* start Given text *
Thursday, January 5, 2012

No 3D Glasses Required

How do you build all of the blocks for an 83’ gaff schooner without access to the machinist, the fabricators, or the boatbuilders (who are respectively already too busy, too busy, and way too busy to take on additional work before launch)? It’s a pretty tall order but we may have found a solution in steriolithography files, overnight 3D printing, multi-axis milling and computer numerically controlled (CNC) routers.

While we haven’t completed any blocks yet, stay tuned — the test run looks promising. The ash shells are made right down the road at Tim Marchetti’s shop. Tim uses a CNC router to produce parts to our design. We sent him a few boards of Ash and a 3D computer model of the completed block assembly.

He took it from there to generate a tool path for the CNC router to follow.  It wasn’t more than a day or two later that Tim called to say that our parts were ready. The intricate shapes arrived complete with precision holes bored for the sheave axle pin, coin, and perimeter rivets. Each piece is a perfect duplicate and entirely interchangeable with the next. This should significantly reduce headaches and speed up the whole process come assembly time.

The bronze straps are going to be machined just a few miles from here, and while we never had any concerns that Richard Maxcy and his team could produce exactly what we needed, we did have some concerns about whether the parts from Knox Machine, Tim’s shells, and the sheaves being custom manufactured in Holland would all fit together once they arrived. We needed a way to test fit the metal parts and refine the design if necessary before committing to the significant expense of having all of those parts made. It turns out we’re not the first people to have this problem, and a pretty clever fellow named Charles Hull invented a solution in 1984.
* end Given text *
* start Record excerpts *
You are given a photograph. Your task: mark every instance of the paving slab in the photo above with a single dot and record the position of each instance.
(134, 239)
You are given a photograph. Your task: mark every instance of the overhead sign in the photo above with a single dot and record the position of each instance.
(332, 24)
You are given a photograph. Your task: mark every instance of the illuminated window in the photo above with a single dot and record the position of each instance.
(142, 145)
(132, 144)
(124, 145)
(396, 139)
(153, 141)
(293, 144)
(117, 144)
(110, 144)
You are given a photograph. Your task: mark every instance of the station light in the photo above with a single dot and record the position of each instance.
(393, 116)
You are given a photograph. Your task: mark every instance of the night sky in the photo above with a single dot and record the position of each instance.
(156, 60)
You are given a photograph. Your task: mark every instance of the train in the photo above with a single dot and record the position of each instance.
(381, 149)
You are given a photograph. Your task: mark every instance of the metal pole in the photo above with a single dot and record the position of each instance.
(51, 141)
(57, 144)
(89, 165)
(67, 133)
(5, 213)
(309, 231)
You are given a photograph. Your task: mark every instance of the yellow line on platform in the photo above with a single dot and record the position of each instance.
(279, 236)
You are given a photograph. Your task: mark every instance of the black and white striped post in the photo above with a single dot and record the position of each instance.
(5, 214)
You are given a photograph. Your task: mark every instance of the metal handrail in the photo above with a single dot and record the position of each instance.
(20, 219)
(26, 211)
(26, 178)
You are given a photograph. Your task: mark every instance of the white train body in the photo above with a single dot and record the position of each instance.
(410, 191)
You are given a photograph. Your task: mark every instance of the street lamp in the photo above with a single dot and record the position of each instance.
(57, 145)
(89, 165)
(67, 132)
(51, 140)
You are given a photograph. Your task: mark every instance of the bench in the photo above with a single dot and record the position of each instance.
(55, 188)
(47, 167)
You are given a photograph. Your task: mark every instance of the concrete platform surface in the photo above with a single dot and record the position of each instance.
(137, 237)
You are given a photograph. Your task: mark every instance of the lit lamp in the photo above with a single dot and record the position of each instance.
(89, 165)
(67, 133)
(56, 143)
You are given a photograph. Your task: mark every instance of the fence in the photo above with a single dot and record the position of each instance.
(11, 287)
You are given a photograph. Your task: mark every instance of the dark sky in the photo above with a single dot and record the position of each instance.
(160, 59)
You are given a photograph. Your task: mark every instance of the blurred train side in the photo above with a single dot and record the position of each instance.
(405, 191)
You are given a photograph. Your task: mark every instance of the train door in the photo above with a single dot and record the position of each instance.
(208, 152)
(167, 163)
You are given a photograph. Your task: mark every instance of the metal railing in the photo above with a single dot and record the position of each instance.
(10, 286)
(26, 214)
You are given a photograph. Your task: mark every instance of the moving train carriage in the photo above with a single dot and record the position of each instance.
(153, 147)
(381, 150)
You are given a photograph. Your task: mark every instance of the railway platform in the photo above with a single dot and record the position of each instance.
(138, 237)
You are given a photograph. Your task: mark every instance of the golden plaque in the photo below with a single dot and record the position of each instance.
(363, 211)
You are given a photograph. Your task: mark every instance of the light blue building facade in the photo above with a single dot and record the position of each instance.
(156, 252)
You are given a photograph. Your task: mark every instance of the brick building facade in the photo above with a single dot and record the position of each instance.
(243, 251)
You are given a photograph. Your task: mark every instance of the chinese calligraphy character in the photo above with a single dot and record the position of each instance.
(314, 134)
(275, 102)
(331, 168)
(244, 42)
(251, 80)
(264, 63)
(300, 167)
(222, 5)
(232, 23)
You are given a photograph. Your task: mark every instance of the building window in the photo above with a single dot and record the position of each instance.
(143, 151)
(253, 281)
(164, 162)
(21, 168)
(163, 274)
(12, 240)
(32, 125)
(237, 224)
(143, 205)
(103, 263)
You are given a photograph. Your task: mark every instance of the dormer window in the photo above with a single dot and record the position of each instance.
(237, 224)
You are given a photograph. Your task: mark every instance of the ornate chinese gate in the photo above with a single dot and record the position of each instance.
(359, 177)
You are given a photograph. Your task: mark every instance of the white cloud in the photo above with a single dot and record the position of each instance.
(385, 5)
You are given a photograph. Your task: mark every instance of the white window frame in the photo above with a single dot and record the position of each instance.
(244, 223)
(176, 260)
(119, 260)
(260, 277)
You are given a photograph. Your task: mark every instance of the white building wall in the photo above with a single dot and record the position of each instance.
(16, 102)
* end Record excerpts *
#### Short task 1:
From the post about schooner blocks, write out the passage from "While we haven’t" up to and including "completed block assembly.".
#### Short task 2:
Translate this sentence from the schooner blocks post into Spanish: "Each piece is a perfect duplicate and entirely interchangeable with the next."

#### Task answer 1:
While we haven’t completed any blocks yet, stay tuned — the test run looks promising. The ash shells are made right down the road at Tim Marchetti’s shop. Tim uses a CNC router to produce parts to our design. We sent him a few boards of Ash and a 3D computer model of the completed block assembly.

#### Task answer 2:
Cada pieza es un duplicado perfecto y totalmente intercambiable con la siguiente.